## [Exercise directions]
Gather every line of the items below that contains the string "blond", matching case exactly.

## [Dataset records]

● ● ● ●

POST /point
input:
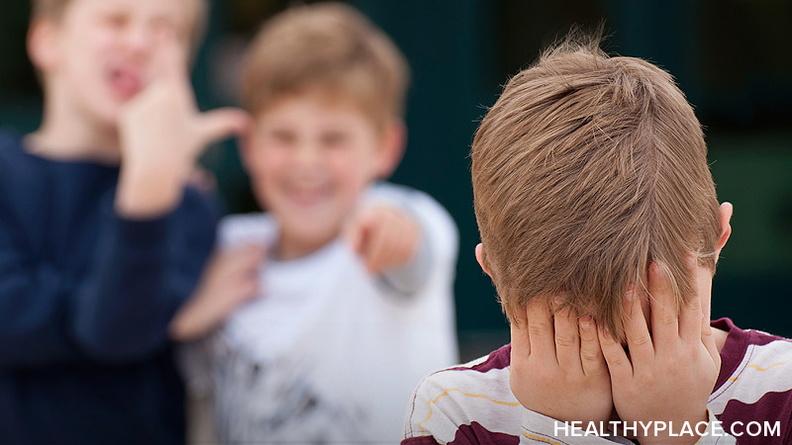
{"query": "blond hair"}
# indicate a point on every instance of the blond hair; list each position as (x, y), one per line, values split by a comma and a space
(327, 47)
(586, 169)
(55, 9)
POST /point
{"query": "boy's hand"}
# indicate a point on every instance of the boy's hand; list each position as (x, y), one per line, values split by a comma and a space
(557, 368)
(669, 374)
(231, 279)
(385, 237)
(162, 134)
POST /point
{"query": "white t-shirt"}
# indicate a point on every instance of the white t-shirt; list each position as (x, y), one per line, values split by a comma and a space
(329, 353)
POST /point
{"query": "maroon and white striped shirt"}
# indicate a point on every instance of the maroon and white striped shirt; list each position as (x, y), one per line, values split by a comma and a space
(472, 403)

● ● ● ●

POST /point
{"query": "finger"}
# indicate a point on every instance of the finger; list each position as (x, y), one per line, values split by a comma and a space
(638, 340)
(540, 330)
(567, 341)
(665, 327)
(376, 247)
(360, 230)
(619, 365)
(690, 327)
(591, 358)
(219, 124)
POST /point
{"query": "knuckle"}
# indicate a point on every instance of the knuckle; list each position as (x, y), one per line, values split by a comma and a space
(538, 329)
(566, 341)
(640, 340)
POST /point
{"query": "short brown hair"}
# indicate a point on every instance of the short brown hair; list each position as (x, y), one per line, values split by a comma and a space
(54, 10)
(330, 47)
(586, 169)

● ● ● ●

## [Result of this task]
{"query": "blond hair"}
# indicate a point on every instance of the blond hair; list each position as (x, y), one per line, values split by a comma and a space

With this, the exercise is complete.